Set down the material once more, exactly as it appears.

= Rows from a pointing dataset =

<<<<

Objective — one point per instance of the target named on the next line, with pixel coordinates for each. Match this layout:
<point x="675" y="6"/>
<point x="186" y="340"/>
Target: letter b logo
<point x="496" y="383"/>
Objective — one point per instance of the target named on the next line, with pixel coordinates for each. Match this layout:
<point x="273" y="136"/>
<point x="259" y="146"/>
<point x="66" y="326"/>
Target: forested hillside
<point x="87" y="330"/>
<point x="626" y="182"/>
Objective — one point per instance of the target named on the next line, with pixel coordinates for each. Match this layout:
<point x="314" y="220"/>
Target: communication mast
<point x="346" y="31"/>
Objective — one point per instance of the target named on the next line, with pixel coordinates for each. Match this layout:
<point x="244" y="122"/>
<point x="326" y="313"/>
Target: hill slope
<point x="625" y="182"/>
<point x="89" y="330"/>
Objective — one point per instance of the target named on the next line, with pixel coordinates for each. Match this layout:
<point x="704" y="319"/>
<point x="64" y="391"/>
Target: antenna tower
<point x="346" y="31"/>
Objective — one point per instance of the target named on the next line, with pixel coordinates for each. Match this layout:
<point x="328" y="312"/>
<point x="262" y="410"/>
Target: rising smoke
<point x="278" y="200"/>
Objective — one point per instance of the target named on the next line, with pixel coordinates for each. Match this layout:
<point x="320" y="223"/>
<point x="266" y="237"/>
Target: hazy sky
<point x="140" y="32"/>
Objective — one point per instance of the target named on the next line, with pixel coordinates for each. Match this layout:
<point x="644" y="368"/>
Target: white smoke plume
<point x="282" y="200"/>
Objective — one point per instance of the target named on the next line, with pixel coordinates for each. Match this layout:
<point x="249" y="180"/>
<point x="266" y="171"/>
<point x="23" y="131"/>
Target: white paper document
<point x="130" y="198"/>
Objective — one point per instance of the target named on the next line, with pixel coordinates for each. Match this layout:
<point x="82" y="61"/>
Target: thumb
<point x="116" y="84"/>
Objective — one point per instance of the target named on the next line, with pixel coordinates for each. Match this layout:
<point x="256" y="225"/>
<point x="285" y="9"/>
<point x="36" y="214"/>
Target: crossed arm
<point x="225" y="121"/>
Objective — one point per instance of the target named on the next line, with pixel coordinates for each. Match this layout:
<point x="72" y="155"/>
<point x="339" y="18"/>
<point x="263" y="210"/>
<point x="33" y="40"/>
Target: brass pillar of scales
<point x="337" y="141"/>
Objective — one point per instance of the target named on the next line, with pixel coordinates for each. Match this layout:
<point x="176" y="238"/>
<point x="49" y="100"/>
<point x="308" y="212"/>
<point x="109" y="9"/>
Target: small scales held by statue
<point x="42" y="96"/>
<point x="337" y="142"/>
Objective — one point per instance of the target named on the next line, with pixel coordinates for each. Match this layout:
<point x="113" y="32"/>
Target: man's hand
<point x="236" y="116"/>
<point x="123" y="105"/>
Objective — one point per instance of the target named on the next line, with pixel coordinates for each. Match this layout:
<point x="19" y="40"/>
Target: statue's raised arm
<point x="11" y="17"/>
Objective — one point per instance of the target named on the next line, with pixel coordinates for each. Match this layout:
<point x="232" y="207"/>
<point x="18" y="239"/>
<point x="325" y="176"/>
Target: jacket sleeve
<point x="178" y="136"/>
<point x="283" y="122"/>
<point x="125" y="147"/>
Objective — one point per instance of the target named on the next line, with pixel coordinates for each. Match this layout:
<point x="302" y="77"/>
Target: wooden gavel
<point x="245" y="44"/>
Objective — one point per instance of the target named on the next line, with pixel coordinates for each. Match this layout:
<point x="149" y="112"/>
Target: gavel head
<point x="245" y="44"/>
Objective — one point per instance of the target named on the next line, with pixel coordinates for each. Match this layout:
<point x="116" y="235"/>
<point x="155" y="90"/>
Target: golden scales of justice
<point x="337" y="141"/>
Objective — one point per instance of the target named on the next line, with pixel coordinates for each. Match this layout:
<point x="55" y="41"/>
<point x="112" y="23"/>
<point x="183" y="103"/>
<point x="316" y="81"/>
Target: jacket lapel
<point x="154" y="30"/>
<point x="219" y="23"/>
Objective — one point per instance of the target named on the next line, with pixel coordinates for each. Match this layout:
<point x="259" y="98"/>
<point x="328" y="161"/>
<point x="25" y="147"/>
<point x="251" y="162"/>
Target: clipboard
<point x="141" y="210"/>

>>>>

= PROBLEM SOLUTION =
Objective — one point per instance of the target named on the next line, with pixel coordinates for each. Match this layout:
<point x="675" y="6"/>
<point x="186" y="340"/>
Target: letter b logo
<point x="496" y="383"/>
Objective — one point per instance of the target named on the next line, with pixel coordinates for each. Match this layout:
<point x="273" y="136"/>
<point x="259" y="146"/>
<point x="66" y="326"/>
Target: forested hillside
<point x="87" y="330"/>
<point x="626" y="182"/>
Objective — one point per instance of the target named on the next line, with pixel coordinates for each. Match this layout:
<point x="314" y="220"/>
Target: communication mast
<point x="346" y="31"/>
Objective — one point per instance of the target named on the next line, with pixel coordinates for each. Match this layout:
<point x="244" y="122"/>
<point x="326" y="313"/>
Target: hill slope
<point x="625" y="182"/>
<point x="89" y="330"/>
Objective — one point per instance of the target named on the next line, with pixel coordinates for each. Match this layout:
<point x="704" y="319"/>
<point x="64" y="391"/>
Target: antenna tower
<point x="346" y="31"/>
Objective — one point per instance of the target named on the next line, with pixel coordinates for each. Match this layout:
<point x="328" y="312"/>
<point x="262" y="410"/>
Target: rising smoke
<point x="278" y="200"/>
Objective — one point per instance of the target named on the next line, with pixel coordinates for each. Match this layout:
<point x="320" y="223"/>
<point x="266" y="237"/>
Target: hazy sky
<point x="140" y="32"/>
Objective — one point per instance of the target named on the next line, with pixel coordinates for each. Match this layout:
<point x="644" y="368"/>
Target: white smoke plume
<point x="282" y="200"/>
Objective — one point per instance of the target named on the next line, with pixel coordinates for each. Match this layout:
<point x="249" y="180"/>
<point x="266" y="171"/>
<point x="23" y="131"/>
Target: white paper document
<point x="130" y="198"/>
Objective — one point per instance of the target named on the next line, with pixel coordinates for each. Match this layout:
<point x="82" y="61"/>
Target: thumb
<point x="116" y="84"/>
Objective — one point per instance of the target named on the next line, with pixel coordinates for each. Match this layout:
<point x="256" y="225"/>
<point x="285" y="9"/>
<point x="36" y="214"/>
Target: crossed arm
<point x="225" y="121"/>
Objective — one point per instance of the target named on the next line, with pixel coordinates for each. Match this layout:
<point x="72" y="155"/>
<point x="339" y="18"/>
<point x="263" y="210"/>
<point x="33" y="40"/>
Target: brass pillar of scales
<point x="337" y="141"/>
Objective — one point per instance of the target named on the next line, with pixel coordinates for each. Match this layout:
<point x="176" y="238"/>
<point x="49" y="100"/>
<point x="308" y="212"/>
<point x="109" y="9"/>
Target: small scales held by statue
<point x="42" y="96"/>
<point x="337" y="142"/>
Objective — one point per instance of the target named on the next line, with pixel coordinates for each. Match this layout:
<point x="113" y="32"/>
Target: man's hand
<point x="236" y="116"/>
<point x="123" y="105"/>
Objective — one point per instance of the target named on the next line, with pixel coordinates for each. Match this layout:
<point x="19" y="40"/>
Target: statue's raised arm
<point x="11" y="17"/>
Objective — one point per instance of the target named on the next line, with pixel coordinates for each. Match this layout:
<point x="232" y="207"/>
<point x="18" y="239"/>
<point x="325" y="176"/>
Target: jacket sleeve
<point x="178" y="136"/>
<point x="283" y="122"/>
<point x="125" y="147"/>
Objective — one point per instance of the target named on the next line, with pixel coordinates for each. Match this layout:
<point x="302" y="77"/>
Target: wooden gavel
<point x="245" y="44"/>
Objective — one point per instance of the target named on the next line, with pixel coordinates for each. Match this layout:
<point x="149" y="112"/>
Target: gavel head
<point x="245" y="44"/>
Objective — one point per instance of the target named on the next line, with pixel coordinates for each. Match this layout:
<point x="116" y="235"/>
<point x="155" y="90"/>
Target: golden scales of justice
<point x="337" y="141"/>
Objective — one point per instance of the target named on the next line, with pixel coordinates for each. Match this layout:
<point x="55" y="41"/>
<point x="112" y="23"/>
<point x="183" y="103"/>
<point x="316" y="81"/>
Target: jacket lapel
<point x="154" y="30"/>
<point x="219" y="23"/>
Objective — one point per instance of the target named on the next line, with pixel coordinates for each. Match this layout:
<point x="259" y="98"/>
<point x="328" y="161"/>
<point x="25" y="147"/>
<point x="251" y="162"/>
Target: clipboard
<point x="141" y="210"/>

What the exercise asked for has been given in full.